Repeat word for word the line with "Query: stone archivolt" and every line after it until the records below run out.

GIVEN DATA:
_ _ _

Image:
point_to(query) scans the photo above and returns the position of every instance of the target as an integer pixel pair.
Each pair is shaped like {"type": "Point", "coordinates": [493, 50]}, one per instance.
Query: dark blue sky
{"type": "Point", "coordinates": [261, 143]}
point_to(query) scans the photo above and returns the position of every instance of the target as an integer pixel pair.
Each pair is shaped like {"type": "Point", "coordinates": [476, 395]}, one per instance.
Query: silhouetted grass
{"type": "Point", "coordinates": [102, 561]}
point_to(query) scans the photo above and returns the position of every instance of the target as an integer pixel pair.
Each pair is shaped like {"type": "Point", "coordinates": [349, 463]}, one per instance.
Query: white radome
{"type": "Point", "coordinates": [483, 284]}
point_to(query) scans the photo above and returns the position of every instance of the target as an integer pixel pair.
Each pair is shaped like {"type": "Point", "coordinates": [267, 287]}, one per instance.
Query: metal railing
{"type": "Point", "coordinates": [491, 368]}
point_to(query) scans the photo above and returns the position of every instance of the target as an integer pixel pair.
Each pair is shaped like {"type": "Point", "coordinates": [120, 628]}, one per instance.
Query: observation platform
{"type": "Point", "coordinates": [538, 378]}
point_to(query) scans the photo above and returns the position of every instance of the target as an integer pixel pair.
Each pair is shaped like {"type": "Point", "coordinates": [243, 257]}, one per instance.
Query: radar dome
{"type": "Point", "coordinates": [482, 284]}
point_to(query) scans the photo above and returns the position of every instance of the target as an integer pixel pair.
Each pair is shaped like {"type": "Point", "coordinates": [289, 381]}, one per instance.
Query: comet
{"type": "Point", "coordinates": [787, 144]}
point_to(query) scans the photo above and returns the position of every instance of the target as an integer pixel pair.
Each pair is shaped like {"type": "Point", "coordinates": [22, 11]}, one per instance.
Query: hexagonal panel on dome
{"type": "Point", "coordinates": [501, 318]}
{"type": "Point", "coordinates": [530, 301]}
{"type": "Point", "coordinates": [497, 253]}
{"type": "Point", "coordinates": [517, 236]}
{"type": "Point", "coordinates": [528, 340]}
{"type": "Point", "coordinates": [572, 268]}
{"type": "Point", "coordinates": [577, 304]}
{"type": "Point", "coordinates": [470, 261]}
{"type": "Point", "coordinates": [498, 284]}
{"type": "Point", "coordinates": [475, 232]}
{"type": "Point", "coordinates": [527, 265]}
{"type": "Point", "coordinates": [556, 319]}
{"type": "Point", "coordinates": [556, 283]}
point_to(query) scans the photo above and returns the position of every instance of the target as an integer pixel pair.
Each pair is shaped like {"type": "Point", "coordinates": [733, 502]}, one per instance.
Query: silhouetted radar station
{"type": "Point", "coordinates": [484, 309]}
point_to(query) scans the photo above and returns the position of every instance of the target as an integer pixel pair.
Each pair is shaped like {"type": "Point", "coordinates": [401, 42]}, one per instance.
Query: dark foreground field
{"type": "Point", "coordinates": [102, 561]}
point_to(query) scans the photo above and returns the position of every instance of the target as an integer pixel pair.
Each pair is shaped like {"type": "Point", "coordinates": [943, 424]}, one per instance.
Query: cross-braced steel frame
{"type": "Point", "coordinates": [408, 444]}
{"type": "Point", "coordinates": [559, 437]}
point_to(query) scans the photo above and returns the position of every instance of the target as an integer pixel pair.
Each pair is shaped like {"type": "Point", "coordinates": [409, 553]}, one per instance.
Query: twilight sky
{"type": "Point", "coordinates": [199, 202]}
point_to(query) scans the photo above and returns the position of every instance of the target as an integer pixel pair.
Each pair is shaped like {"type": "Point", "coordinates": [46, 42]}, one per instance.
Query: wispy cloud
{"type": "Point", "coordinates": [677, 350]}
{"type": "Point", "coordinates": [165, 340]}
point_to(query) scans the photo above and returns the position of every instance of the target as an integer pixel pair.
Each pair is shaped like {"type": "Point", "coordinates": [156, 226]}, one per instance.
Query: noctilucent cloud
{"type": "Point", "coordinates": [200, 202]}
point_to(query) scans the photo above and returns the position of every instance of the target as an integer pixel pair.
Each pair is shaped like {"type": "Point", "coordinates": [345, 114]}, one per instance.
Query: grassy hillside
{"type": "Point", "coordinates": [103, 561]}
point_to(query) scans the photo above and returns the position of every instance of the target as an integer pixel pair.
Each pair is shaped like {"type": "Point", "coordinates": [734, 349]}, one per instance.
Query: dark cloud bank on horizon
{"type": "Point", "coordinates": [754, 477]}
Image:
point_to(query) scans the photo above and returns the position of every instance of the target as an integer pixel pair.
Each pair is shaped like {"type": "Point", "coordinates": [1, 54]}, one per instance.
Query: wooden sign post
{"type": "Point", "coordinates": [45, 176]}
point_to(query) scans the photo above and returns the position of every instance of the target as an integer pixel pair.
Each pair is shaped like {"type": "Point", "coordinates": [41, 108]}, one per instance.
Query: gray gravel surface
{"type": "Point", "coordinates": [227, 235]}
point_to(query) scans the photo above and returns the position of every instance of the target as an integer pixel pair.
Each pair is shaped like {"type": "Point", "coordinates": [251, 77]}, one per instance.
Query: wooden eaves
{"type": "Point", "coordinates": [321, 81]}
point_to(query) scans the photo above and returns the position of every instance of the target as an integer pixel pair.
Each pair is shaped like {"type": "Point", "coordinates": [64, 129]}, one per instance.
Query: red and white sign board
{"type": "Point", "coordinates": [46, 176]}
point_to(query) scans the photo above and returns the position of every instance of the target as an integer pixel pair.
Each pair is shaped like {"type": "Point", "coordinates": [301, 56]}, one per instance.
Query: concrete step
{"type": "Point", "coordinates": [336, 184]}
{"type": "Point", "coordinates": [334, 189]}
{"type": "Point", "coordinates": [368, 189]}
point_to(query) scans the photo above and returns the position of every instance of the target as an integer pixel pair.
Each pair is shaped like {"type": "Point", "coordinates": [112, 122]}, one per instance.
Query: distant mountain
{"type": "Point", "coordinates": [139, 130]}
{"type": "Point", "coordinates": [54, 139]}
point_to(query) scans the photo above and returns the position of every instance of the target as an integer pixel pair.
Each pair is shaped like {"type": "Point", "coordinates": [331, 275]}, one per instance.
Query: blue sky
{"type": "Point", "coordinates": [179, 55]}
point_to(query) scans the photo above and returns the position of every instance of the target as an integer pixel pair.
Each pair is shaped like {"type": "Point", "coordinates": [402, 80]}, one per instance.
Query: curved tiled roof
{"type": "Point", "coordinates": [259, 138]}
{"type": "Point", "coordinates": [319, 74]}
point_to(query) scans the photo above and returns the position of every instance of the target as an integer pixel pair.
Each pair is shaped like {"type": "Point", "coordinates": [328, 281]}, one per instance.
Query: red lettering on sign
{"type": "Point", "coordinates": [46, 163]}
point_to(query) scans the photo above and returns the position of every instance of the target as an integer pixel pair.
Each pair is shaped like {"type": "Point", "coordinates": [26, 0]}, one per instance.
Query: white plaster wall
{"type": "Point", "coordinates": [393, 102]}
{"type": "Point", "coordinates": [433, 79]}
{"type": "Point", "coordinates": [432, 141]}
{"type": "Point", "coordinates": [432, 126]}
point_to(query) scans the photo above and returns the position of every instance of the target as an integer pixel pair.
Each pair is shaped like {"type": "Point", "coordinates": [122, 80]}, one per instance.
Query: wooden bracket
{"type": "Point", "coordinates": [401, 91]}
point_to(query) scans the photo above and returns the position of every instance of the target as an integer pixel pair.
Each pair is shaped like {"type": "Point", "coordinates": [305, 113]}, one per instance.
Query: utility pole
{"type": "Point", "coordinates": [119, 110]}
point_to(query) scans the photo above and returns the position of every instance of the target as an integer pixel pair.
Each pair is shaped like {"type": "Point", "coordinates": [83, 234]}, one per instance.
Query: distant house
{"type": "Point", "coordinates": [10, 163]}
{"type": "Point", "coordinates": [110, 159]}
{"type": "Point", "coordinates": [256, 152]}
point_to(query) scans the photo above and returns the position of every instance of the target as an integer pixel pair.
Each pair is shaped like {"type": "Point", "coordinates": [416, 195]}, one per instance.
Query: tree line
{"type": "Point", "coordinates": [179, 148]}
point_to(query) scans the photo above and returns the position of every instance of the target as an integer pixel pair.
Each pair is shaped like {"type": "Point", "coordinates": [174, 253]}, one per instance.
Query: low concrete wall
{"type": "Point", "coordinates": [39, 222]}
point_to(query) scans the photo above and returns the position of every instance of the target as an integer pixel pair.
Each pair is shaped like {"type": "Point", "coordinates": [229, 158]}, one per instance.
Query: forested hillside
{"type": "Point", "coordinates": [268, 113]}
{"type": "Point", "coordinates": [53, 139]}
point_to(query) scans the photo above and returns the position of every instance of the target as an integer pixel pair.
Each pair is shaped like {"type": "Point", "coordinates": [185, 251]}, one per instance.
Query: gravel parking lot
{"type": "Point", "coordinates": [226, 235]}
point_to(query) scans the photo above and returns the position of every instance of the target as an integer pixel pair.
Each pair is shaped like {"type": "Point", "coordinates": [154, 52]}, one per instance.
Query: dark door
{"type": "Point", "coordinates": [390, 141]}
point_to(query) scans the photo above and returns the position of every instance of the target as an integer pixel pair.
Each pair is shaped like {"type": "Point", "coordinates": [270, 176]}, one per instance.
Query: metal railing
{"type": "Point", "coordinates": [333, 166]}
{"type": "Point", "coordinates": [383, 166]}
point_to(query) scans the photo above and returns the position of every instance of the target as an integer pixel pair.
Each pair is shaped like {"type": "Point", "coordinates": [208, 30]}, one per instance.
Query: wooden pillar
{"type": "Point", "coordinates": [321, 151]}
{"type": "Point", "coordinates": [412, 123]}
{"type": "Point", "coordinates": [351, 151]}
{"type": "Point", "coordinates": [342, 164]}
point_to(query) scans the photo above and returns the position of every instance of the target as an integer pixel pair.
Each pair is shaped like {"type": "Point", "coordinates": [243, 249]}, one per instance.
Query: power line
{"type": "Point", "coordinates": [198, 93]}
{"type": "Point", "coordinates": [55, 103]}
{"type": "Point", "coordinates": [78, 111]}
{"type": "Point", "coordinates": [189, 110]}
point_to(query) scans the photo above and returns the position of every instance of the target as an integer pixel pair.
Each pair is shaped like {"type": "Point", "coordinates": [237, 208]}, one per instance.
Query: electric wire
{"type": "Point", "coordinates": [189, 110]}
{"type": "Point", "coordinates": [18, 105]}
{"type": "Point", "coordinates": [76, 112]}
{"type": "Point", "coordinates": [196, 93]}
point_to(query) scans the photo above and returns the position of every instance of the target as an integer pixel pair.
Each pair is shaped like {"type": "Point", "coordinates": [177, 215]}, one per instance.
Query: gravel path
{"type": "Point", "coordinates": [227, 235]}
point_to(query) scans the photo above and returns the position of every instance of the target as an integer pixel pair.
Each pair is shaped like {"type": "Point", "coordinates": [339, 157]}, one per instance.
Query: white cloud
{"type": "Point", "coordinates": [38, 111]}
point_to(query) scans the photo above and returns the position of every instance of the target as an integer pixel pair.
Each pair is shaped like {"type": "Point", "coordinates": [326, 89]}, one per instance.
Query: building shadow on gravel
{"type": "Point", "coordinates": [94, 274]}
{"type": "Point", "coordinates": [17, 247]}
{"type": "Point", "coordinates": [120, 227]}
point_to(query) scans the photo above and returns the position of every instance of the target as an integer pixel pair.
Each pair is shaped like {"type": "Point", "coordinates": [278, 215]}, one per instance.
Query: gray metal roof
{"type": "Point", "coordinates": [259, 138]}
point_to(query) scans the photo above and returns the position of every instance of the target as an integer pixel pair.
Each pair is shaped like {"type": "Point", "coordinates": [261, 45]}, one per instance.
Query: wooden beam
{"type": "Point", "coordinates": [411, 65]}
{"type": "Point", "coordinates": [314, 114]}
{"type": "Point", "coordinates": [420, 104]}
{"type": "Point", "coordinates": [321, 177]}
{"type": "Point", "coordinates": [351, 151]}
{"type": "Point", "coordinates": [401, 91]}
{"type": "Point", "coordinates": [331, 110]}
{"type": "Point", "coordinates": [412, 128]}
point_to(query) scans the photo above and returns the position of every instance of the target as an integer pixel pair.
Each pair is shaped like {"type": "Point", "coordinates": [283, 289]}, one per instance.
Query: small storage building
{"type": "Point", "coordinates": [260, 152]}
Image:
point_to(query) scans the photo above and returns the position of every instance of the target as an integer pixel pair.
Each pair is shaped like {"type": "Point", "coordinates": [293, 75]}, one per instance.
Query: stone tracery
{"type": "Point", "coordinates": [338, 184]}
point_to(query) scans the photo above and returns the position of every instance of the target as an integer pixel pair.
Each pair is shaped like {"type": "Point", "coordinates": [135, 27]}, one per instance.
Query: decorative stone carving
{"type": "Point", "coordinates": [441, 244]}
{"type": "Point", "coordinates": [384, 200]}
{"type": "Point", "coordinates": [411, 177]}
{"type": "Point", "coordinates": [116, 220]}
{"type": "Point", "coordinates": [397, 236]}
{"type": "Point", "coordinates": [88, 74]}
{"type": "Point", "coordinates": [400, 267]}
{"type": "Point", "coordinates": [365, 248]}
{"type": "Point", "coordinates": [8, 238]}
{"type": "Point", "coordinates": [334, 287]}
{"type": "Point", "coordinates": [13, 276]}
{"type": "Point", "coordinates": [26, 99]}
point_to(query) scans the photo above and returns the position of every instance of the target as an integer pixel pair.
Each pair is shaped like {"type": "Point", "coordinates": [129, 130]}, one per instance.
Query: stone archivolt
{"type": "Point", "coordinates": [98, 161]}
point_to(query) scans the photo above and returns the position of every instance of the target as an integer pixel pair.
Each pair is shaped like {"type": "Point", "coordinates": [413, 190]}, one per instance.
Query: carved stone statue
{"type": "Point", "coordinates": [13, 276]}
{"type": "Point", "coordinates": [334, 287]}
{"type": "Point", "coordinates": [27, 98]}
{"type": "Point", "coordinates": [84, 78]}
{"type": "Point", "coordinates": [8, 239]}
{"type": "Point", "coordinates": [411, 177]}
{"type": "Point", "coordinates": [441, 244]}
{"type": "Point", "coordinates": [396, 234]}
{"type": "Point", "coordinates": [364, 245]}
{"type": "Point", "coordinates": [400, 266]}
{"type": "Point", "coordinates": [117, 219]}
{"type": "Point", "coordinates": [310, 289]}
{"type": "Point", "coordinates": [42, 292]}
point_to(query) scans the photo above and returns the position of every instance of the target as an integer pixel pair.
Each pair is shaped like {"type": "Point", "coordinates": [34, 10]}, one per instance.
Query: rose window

_ _ _

ANSWER TO THIS PROBLEM:
Query: stone archivolt
{"type": "Point", "coordinates": [98, 161]}
point_to(query) scans the photo above and returns the position of every instance of the target as an integer pixel pair.
Each pair is shaped like {"type": "Point", "coordinates": [413, 190]}, one per instance.
Query: carved stone statue
{"type": "Point", "coordinates": [13, 276]}
{"type": "Point", "coordinates": [334, 287]}
{"type": "Point", "coordinates": [27, 98]}
{"type": "Point", "coordinates": [84, 78]}
{"type": "Point", "coordinates": [8, 239]}
{"type": "Point", "coordinates": [411, 177]}
{"type": "Point", "coordinates": [441, 244]}
{"type": "Point", "coordinates": [396, 234]}
{"type": "Point", "coordinates": [364, 245]}
{"type": "Point", "coordinates": [400, 266]}
{"type": "Point", "coordinates": [117, 219]}
{"type": "Point", "coordinates": [310, 289]}
{"type": "Point", "coordinates": [42, 292]}
point_to(query) scans the photo above and returns the position of every instance of the target as an integer pixel pair.
Each pair is shaped like {"type": "Point", "coordinates": [34, 10]}, one per instance.
Query: rose window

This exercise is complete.